Top of Selected passage

Hippocrates or Hypocrisy
?
By David T. Gordon
Imagine you wake up one day with severe pain in your abdomen. You go
to your primary-care doctor at a local clinic run by your health maintenance
organization (HMO). The doctor discovers a small, inflamed mass in the
area of the appendix and orders an ultrasound. But the test can't be done
immediately or at the nearby hospital. You'll have to wait eight days and
drive fifty miles to another of the HMO's clinics, the doctor explains.
While waiting for the appointment, your appendix bursts, leading to a painful
infection of the abdominal wall-and a brush with mortality. After costly
emergency surgery, you decide to sue the HMO, but you learn that under
federal law governing employee benefits such as pensions and health care,
you can only sue for the cost of treatment, which the HMO paid anyway.
In other words, the HMO owes nothing for the suffering its cost-cutting
policies might have caused.

Bottom of Selected passage

## Task prompt
Continue the essay on HMO lawsuits from the point where it ends. The lines after this point are separate material and have no connection to the HMO essay.

Top of Data section

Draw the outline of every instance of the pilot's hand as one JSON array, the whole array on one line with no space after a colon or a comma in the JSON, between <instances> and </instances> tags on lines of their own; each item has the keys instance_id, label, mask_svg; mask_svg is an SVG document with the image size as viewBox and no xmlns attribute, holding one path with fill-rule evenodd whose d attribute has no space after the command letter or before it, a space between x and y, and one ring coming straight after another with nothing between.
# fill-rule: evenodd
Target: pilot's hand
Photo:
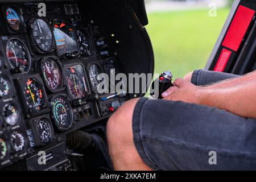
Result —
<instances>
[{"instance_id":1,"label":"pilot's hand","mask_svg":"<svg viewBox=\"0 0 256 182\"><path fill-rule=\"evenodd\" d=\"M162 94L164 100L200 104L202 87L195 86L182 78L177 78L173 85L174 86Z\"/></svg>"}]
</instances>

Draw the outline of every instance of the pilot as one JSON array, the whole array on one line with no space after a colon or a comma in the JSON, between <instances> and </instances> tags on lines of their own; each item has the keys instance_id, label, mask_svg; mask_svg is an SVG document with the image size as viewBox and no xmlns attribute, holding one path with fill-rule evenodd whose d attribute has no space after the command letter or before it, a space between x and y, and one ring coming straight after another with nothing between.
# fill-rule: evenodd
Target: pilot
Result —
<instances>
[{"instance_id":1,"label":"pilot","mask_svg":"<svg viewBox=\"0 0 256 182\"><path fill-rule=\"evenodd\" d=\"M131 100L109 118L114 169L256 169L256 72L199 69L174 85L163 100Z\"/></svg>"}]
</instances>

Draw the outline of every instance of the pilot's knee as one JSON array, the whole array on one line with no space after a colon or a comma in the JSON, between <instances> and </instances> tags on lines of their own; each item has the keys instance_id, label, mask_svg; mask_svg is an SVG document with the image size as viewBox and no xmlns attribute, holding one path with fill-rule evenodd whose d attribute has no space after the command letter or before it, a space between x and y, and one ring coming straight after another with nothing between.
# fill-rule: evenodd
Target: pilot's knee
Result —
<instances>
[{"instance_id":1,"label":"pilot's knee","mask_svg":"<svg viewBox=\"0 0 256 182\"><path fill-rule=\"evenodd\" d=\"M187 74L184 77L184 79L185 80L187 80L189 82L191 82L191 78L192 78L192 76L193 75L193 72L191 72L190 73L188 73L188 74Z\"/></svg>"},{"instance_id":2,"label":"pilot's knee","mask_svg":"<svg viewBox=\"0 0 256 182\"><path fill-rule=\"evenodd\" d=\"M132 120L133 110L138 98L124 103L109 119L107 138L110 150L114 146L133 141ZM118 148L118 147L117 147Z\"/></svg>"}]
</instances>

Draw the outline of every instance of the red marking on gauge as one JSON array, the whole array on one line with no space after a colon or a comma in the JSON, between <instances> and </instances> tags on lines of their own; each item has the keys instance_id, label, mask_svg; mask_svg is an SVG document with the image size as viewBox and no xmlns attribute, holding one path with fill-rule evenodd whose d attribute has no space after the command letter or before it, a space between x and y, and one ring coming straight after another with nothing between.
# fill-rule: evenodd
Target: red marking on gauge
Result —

Bottom of Data section

## Response to the task
At first glance, this real-life case of Cynthia Herdrich of Bloomington,
Illinois, reads like any other HMO horror story, the kind we've grown accustomed
to as the managed care revolution swept the country during the 1990s. Herdrich
could not sue her HMO, but she did sue her doctor, Lori Pegram, on behalf
of the HMO, to recover the added costs of the emergency procedures. Both
the doctor and the HMO challenged the 1992 claims, and it was eventually
dismissed in federal court. But in 1998, the Seventh U.S. Circuit Court
of Appeals in Chicago reinstated the suit, saying that all those in the
managed care organization's chain have a responsibility to put the patient's
interests first.
This month, the United States Supreme Court is scheduled to begin hearing
arguments in Herdrich versus Pegram. Among the documents the high court
will consider: an amicus curiae brief cowritten by law professor Wendy
Parmet and filed on behalf of Herdrich. In the spring, the court will determine
whether it is legal for doctors to withhold or reduce treatment of patients
in order to save money for managed care organizations. In doing so, it
will send a strong signal for what ethical guidelines health care providers
must follow in the new world of managed care.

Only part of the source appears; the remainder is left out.